> _Exercise directions_
Rewrite every item below as a JSON list of strings, one string per line, with any blank lines omitted.

> _Provided entries_
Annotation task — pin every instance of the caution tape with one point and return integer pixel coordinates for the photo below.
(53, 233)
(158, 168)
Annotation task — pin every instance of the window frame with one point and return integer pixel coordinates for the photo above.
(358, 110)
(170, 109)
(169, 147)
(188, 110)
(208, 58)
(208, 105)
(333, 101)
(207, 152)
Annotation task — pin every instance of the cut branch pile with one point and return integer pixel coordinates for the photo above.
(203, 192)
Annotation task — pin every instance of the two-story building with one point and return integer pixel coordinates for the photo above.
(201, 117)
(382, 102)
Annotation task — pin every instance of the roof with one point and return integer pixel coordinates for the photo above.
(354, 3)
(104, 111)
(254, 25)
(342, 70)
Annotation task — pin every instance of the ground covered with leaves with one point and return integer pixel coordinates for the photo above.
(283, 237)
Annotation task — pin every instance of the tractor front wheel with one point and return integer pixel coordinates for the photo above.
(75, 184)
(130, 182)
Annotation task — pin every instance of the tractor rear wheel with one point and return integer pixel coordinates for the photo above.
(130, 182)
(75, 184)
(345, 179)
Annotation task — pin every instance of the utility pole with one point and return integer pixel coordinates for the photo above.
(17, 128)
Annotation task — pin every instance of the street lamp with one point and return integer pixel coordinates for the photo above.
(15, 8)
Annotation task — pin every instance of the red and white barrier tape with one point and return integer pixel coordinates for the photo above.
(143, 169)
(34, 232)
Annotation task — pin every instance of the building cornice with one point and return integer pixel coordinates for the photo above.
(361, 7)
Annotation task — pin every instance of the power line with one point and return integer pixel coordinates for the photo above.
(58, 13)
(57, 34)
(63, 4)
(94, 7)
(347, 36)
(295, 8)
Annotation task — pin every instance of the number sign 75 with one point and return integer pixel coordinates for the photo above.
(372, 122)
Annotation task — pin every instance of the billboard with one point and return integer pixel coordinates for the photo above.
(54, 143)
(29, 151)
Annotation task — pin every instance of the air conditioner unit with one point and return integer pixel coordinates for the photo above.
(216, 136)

> _In response_
[
  "Annotation task — pin every instance of the caution tape with one point and return integer pixel coordinates for the photo below.",
  "(53, 233)",
  "(158, 168)",
  "Annotation task — pin every instance of the window frame with one point and return integer pixel coordinates for the photo above.",
  "(358, 110)",
  "(170, 109)",
  "(169, 147)",
  "(188, 110)",
  "(208, 58)",
  "(208, 105)",
  "(333, 101)",
  "(207, 152)",
  "Annotation task — pin every instance of the cut branch pile with one point and return integer pixel coordinates for the photo above.",
  "(203, 192)",
  "Annotation task — pin every instance of the two-story building with one point and return integer pixel coordinates for the photo above.",
  "(201, 117)",
  "(382, 102)",
  "Annotation task — pin every instance of the roof with one point and return integer pixel coordinates for the photo above.",
  "(354, 3)",
  "(104, 111)",
  "(254, 25)",
  "(342, 70)",
  "Annotation task — pin every instance of the ground covered with leaves with one point and return integer pixel coordinates for the photo above.",
  "(283, 237)",
  "Annotation task — pin every instance of the tractor front wheel with one point and return integer pixel coordinates for the photo above.",
  "(75, 184)",
  "(130, 182)",
  "Annotation task — pin every instance of the tractor rear wheel with one point and return integer pixel coordinates for the photo above.",
  "(130, 182)",
  "(75, 184)",
  "(345, 179)",
  "Annotation task — pin every instance of the utility pole with one point and return integer pixel coordinates for the photo above.",
  "(17, 128)",
  "Annotation task — pin every instance of the street lamp with one point and return integer pixel coordinates for the photo above.",
  "(15, 8)",
  "Annotation task — pin every instance of the red and white barrier tape with one point and return integer pixel coordinates for the photo above.",
  "(143, 169)",
  "(34, 232)",
  "Annotation task — pin every instance of the building cornice with one point and return integer pixel coordinates for the photo above.",
  "(361, 7)",
  "Annotation task — pin every instance of the power line with one point and return integer pixel coordinates for the photo above.",
  "(58, 13)",
  "(57, 34)",
  "(63, 4)",
  "(94, 7)",
  "(347, 36)",
  "(295, 8)",
  "Annotation task — pin every instance of the number sign 75 with one point and return integer pixel coordinates for the photo above.",
  "(372, 122)",
  "Annotation task — pin every instance of the billboard with one point and return integer pixel coordinates for the photo above.",
  "(54, 143)",
  "(29, 151)",
  "Annotation task — pin every instance of the air conditioner unit with one point and return integer pixel coordinates for the photo above.",
  "(216, 136)"
]